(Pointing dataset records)
= = =

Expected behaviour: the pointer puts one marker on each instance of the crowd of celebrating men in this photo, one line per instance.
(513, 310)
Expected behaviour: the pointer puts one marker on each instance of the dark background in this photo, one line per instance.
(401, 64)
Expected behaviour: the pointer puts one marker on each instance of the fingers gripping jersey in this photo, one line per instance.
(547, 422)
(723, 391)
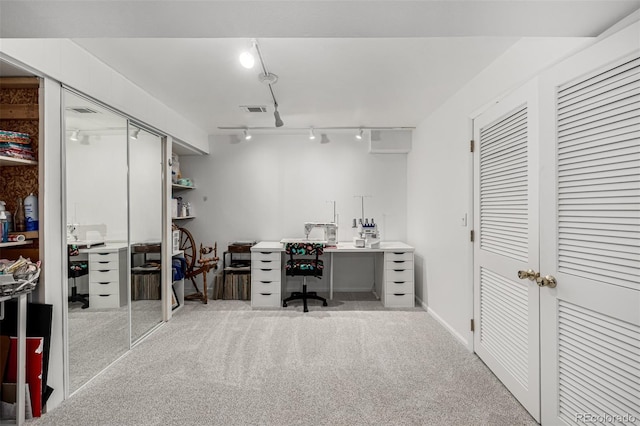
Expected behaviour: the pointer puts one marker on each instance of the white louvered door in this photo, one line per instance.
(506, 308)
(590, 237)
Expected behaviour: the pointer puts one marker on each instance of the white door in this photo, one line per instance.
(506, 308)
(590, 236)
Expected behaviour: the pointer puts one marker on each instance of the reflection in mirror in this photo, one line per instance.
(97, 237)
(145, 215)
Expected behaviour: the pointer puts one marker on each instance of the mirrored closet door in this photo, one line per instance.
(145, 229)
(113, 191)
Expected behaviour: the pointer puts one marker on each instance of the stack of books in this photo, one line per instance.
(16, 145)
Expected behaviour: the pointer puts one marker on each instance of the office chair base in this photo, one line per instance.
(304, 296)
(78, 297)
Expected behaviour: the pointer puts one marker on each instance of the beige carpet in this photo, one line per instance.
(351, 363)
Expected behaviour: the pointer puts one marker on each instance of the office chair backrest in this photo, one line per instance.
(304, 266)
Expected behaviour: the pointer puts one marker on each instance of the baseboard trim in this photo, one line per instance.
(450, 329)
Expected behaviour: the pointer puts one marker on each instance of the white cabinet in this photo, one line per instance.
(107, 277)
(266, 275)
(399, 284)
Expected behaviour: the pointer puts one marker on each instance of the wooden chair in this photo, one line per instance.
(198, 266)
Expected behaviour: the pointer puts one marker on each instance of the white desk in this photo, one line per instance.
(397, 287)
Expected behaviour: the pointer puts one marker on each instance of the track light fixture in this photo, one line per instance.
(246, 58)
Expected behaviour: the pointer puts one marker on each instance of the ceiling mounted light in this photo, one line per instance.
(276, 114)
(246, 58)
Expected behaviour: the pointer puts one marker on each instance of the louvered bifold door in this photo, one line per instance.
(506, 225)
(593, 315)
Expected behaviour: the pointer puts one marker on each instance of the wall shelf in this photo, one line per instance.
(179, 187)
(16, 243)
(183, 217)
(10, 161)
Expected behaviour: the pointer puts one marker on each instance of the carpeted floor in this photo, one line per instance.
(350, 363)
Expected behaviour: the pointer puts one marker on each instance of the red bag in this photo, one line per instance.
(35, 347)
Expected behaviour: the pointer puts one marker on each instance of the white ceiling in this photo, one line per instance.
(340, 63)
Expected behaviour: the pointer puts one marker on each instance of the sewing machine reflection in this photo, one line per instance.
(330, 231)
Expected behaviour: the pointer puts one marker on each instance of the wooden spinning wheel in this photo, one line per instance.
(195, 266)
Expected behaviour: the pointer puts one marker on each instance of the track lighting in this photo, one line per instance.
(246, 58)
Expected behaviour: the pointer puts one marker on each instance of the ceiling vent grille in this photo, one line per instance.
(82, 110)
(253, 108)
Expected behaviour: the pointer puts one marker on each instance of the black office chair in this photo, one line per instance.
(304, 267)
(77, 268)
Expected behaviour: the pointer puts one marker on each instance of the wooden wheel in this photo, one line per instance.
(188, 245)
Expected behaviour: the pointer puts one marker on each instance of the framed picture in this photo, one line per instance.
(175, 303)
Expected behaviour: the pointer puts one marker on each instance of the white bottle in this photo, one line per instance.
(31, 212)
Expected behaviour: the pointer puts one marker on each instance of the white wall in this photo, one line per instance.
(266, 188)
(97, 183)
(440, 182)
(68, 63)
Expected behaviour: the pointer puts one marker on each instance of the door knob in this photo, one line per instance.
(547, 281)
(529, 274)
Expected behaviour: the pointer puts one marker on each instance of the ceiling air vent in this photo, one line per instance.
(82, 110)
(253, 108)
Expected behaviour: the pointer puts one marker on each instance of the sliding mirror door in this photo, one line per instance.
(145, 229)
(97, 238)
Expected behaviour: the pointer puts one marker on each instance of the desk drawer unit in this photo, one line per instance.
(107, 279)
(266, 279)
(399, 284)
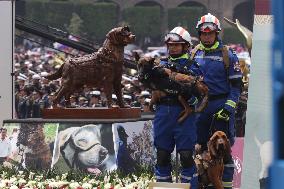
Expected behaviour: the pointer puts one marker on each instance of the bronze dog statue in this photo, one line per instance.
(102, 69)
(163, 83)
(210, 164)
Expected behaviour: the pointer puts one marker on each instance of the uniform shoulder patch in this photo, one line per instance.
(237, 66)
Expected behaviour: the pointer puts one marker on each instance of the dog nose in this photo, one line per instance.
(103, 153)
(220, 141)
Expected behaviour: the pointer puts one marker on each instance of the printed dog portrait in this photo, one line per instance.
(81, 148)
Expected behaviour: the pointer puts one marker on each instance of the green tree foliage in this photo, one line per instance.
(76, 25)
(98, 18)
(186, 17)
(232, 35)
(145, 21)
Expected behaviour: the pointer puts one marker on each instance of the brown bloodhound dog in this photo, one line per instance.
(211, 165)
(102, 69)
(163, 82)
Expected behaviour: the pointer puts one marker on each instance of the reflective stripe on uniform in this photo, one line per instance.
(163, 177)
(229, 165)
(235, 76)
(227, 184)
(231, 103)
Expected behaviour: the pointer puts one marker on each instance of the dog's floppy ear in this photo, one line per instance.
(61, 139)
(126, 28)
(211, 148)
(136, 56)
(111, 35)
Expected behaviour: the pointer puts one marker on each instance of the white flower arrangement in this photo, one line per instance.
(34, 181)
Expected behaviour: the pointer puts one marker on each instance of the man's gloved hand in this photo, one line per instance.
(223, 114)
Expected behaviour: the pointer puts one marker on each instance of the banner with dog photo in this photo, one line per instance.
(133, 145)
(85, 147)
(28, 145)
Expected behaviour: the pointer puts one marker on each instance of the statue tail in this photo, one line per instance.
(56, 75)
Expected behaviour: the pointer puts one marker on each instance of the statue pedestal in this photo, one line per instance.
(91, 113)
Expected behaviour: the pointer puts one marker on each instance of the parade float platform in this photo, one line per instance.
(92, 113)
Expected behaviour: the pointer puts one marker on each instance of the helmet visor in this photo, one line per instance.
(173, 38)
(208, 27)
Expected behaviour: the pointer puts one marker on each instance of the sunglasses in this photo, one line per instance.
(173, 37)
(208, 27)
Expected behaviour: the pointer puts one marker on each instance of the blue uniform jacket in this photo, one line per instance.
(215, 74)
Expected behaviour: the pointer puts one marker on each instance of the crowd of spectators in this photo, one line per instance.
(34, 92)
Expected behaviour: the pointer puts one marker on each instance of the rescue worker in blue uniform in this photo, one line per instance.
(168, 133)
(222, 74)
(125, 163)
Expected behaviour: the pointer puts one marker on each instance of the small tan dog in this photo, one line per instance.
(210, 164)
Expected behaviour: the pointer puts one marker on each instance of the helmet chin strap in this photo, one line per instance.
(184, 50)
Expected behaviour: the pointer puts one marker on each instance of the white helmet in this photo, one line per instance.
(178, 35)
(208, 23)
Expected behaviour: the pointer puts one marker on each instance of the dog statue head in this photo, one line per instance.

= = =

Set down only these lines, exactly: the line containing "spectators in this photo, one line per instance." and each line after it, through the end of the listing.

**Written response**:
Expected behaviour: the pointer puts one marker on each instance of the crowd of spectators in this photo, one line per instance.
(34, 92)
Expected behaviour: the pointer puts one marker on each instance of the rescue worker in blue uniform in this photo, one line per instance.
(168, 133)
(222, 74)
(125, 163)
Expected behaviour: the pointer puts one marker on each instance of the small tan dog in this photo, one line per instance.
(210, 164)
Expected behaviour: the pointer puts one marker on each instance of the helmet chin strap in this photo, one line per instance.
(184, 50)
Expected behaviour: the pointer puts one marker on each instance of the white helmet in this photo, one line per instance.
(178, 35)
(208, 23)
Expected behaviour: the pointer puts one marker on each instance of the dog statue head in this photo, one line per instance.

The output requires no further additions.